On Thu, 1 Nov 2012, Liu, Chuansheng wrote:
> > From: Oliver Neukum [mailto:oneukum@...e.de]
> > On Thursday 01 November 2012 00:20:55 Chuansheng Liu wrote:
> > > When do code reviewing, found no special requirement to
> > > use spin_lock_irqsave/spin_unlock_irqrestore, because
> > > alarmtimer_get_rtcdev() is called by posix clock interface.
> > > So would like to use mutex to replace it.
> > 
> > What is gained thereby?
> spin_lock_irqsave will disable the preempt and local irq, it is expensive than
> mutex. Thanks.

Let's have a look at how expensive that is. The function which is
relevant is alarmtimer_get_rtcdev(), which does:

        spin_lock_irqsave(&rtcdev_lock, flags);
        ret = rtcdev;
        spin_unlock_irqrestore(&rtcdev_lock, flags);
        return ret;

So now you make rtcdev_lock a mutex, which means that for a single
protected instruction i.e "ret = rtcdev" you want to use a
serialization mechanism which is way more expensive when it actually
comes to a contention.

_REQUIRED TASK A_
In the mailing-list excerpt, what is the single instruction protected by the lock in alarmtimer_get_rtcdev()?
The mailing-list excerpt has no connection to the entries that follow it.

_AVAILABLE RECORDS_
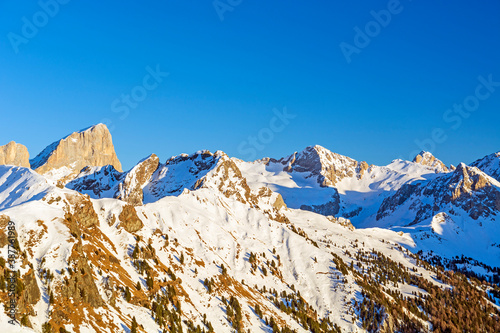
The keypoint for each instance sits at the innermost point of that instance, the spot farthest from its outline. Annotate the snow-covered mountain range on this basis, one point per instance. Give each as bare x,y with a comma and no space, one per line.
314,241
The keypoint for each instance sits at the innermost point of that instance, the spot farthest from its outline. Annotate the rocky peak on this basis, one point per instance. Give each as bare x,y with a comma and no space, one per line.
107,182
490,165
63,159
427,159
328,167
131,188
466,187
14,154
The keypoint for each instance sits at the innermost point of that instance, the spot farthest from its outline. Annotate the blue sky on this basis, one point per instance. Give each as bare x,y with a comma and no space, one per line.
229,78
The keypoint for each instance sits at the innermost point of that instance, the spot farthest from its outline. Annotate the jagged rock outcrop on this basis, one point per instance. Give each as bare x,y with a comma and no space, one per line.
331,207
180,172
130,190
129,219
490,165
84,212
107,182
14,154
63,159
467,188
427,159
329,168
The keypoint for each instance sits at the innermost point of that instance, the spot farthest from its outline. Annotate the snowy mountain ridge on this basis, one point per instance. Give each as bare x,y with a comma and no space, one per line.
315,241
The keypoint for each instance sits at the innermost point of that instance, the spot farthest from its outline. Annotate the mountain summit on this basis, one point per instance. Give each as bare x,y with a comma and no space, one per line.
313,242
427,159
64,158
14,154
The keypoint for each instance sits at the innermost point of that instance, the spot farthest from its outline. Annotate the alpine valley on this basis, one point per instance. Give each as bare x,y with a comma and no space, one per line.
204,242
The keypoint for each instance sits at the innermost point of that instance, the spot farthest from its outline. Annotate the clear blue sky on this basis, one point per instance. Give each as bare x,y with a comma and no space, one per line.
226,76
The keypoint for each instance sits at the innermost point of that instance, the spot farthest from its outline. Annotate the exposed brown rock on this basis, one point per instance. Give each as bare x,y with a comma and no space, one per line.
131,188
328,167
129,219
4,220
14,154
31,293
80,285
90,147
84,213
427,159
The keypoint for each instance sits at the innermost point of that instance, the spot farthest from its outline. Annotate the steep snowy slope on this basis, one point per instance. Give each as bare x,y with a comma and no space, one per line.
184,241
107,182
63,159
490,165
19,185
205,242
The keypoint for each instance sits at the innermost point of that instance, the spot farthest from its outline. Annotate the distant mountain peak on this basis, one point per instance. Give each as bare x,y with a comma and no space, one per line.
328,167
14,154
63,159
426,158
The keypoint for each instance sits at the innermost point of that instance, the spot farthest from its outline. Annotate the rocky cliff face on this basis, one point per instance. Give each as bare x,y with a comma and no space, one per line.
490,165
14,154
466,188
107,182
63,159
427,159
131,188
328,168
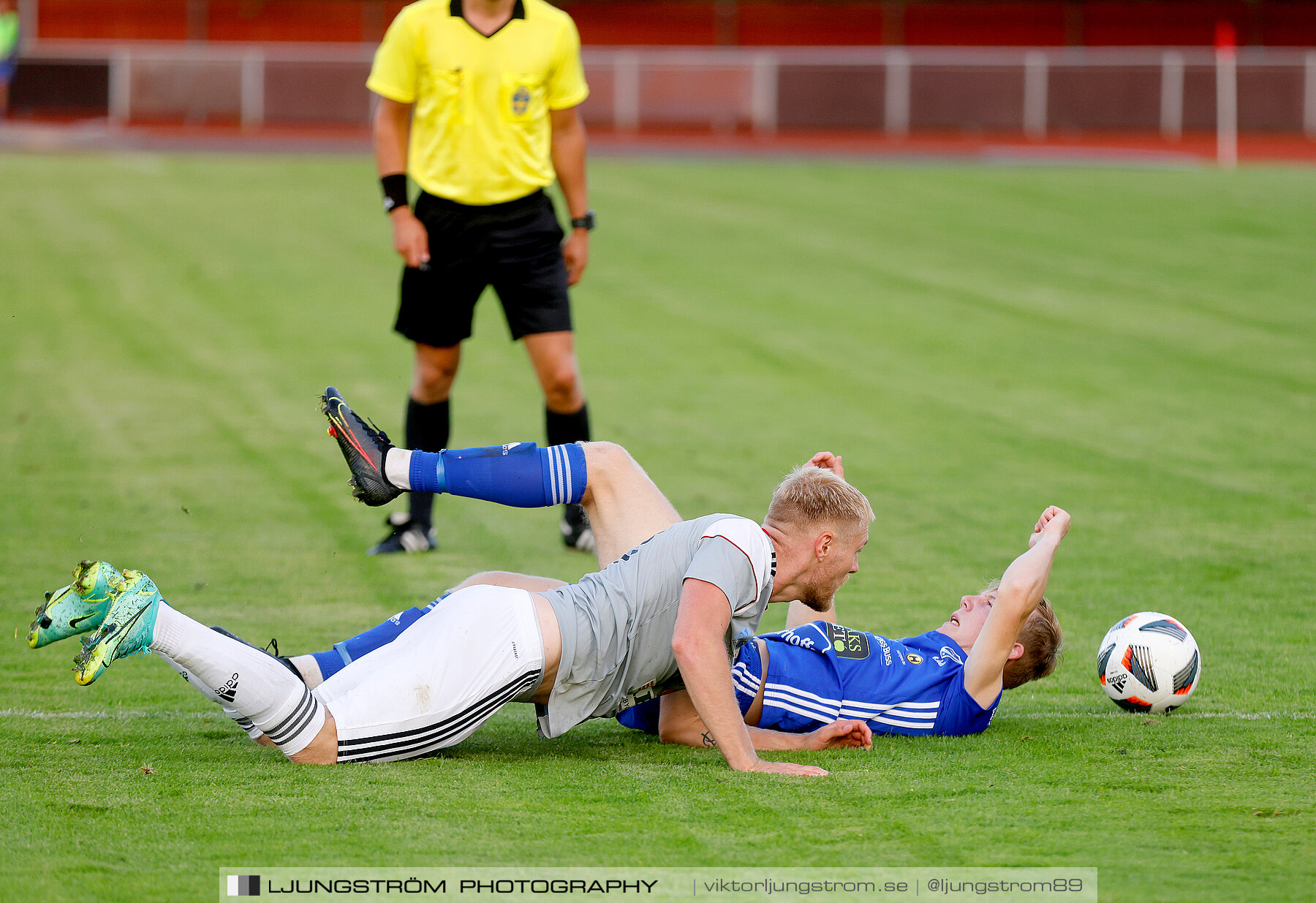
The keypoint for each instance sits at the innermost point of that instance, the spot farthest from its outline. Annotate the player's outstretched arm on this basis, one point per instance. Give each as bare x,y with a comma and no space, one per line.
700,653
1021,589
679,723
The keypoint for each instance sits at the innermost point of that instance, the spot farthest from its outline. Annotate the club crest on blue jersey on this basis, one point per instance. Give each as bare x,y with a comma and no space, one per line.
848,644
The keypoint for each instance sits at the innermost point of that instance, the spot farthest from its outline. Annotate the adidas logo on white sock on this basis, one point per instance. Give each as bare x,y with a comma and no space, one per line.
230,690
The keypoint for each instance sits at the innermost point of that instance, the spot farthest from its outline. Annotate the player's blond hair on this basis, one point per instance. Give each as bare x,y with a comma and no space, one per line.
1041,638
815,496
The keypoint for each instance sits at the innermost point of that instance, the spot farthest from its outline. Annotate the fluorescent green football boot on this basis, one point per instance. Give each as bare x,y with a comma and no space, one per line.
78,608
126,631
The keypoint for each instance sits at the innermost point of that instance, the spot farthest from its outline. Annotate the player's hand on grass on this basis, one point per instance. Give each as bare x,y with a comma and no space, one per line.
575,254
840,735
786,768
409,237
1054,521
828,461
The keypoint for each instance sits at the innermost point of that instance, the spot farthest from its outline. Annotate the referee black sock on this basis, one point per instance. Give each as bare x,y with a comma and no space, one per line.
566,428
427,431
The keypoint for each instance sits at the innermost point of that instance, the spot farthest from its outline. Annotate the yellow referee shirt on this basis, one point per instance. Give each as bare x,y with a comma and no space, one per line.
480,131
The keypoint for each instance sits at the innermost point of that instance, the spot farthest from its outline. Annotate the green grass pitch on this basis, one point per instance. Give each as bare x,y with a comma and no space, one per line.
1138,347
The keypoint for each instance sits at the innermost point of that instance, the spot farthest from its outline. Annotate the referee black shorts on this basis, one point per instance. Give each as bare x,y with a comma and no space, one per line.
515,246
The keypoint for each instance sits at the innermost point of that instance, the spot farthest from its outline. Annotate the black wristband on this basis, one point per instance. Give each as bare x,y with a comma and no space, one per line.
395,191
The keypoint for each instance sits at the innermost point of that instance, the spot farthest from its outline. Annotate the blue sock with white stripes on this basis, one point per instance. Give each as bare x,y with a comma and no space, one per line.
520,475
353,648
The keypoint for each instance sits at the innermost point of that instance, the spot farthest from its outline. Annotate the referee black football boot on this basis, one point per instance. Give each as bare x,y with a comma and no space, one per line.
363,447
273,646
404,534
577,532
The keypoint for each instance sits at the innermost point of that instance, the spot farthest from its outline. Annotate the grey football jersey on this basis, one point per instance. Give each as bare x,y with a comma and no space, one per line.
618,624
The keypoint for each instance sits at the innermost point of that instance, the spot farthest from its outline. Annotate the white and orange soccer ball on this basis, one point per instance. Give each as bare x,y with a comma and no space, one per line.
1148,662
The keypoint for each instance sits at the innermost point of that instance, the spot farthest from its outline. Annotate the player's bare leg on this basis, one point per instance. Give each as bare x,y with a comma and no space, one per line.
625,507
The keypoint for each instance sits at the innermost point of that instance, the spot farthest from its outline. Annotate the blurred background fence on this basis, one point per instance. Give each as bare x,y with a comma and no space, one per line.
703,65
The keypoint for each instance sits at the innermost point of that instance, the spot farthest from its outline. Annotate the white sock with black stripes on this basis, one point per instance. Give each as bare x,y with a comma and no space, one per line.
243,722
253,684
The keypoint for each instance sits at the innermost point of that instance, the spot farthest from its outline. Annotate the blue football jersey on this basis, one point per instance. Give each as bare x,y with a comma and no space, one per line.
819,673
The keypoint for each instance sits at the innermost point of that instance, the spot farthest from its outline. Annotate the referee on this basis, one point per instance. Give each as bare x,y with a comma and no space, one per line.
478,103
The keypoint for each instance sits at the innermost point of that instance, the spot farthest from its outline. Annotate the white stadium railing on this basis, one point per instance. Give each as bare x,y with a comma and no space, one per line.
895,90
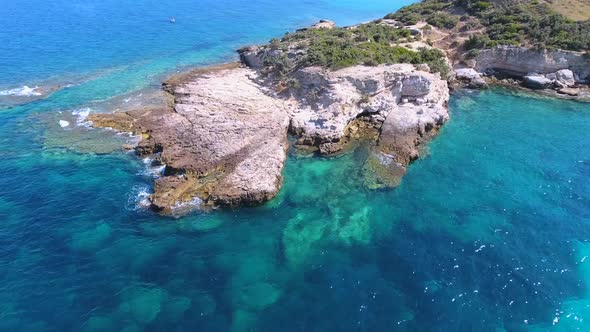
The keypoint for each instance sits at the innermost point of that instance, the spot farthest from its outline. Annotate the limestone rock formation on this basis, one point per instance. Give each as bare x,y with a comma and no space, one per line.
406,129
470,77
536,81
519,61
224,142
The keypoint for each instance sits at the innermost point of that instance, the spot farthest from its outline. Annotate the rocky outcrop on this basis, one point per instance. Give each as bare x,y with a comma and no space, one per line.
470,77
329,100
536,81
407,128
520,61
224,139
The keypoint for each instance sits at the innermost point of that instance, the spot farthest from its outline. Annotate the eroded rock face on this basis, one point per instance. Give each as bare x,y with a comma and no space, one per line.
519,61
225,139
328,101
470,77
224,142
536,81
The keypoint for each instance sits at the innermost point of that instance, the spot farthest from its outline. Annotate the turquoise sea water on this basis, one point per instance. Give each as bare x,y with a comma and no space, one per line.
488,232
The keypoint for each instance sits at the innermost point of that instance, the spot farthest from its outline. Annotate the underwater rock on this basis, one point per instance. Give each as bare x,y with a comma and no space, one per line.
92,239
356,229
176,307
300,237
258,296
143,304
99,323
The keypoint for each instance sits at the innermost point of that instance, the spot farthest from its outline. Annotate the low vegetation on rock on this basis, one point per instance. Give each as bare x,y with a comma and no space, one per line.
531,23
366,44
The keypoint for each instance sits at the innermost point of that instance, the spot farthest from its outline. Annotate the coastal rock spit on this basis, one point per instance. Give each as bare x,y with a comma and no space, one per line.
225,137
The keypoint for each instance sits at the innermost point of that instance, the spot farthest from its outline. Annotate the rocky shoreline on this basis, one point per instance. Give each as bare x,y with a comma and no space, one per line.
558,73
224,139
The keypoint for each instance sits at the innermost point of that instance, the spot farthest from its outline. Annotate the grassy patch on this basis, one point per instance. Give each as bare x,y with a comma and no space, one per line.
367,44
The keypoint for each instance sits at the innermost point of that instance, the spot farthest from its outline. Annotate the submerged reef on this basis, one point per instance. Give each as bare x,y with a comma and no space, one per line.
223,140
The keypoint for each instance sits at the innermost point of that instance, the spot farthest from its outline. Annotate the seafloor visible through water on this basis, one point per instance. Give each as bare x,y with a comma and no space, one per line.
488,232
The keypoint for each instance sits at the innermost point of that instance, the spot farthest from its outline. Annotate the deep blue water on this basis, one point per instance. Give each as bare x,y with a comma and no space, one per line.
488,232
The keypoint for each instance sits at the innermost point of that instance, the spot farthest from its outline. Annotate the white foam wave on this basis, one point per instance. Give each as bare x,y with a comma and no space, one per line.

_REQUIRED TASK B_
Rewrite the entries from the line containing "Annotate the coastal" down through the final entry, swapping "seafloor" for "seabed" and changing nothing else.

_TASK RESULT A_
ret = rtcdev

_TASK RESULT B_
The keypoint for each instance sits at the innermost point of that instance, the spot farthest from its outline. Annotate the coastal rock spit on this basis, one point per instance. Give each as bare x,y with a comma and no space, one per line.
225,137
The keypoint for each instance sits at the innermost point of that instance, the spot farthest from its outline. Annotate the rocky shoreline on this basis, one point per instance. Give each as bare x,y with a comma and no space, one per line.
558,73
224,139
The keypoint for each instance sits at the innermost point of that instance, the spot farthest from its outline. Annotate the grassy patch on this basis, one point per instance. Give each as bare x,y with a comma and no space, one per line.
367,44
The keypoint for each instance sits at the innermost point of that instance, the spot farthest from its outline. Annotate the submerged reef on this basis, one point per instance. Give each as bare x,y with a comma and no space, one per line.
223,140
The keypoint for each instance sits at the innermost point of that instance, the spot farthest from its outline. Annotate the seabed visible through water on this basis, one point per instance. Give each as bare x,y with a comma and no space, one per line.
488,232
The keypoint for each instance sits at the innermost point of that instance, the spot farthest from its outline. Annotate the deep blue water on this basis, one point per instance. Give each as bare x,y with a comma and no space, one per line.
488,232
The keypoint for each instance sits at the innermost point of that instance, the spot farthest from its outline. Annotate the white foam wave on this basis, one point per instance. Give each as bare x,y with a comma and no space, one per line.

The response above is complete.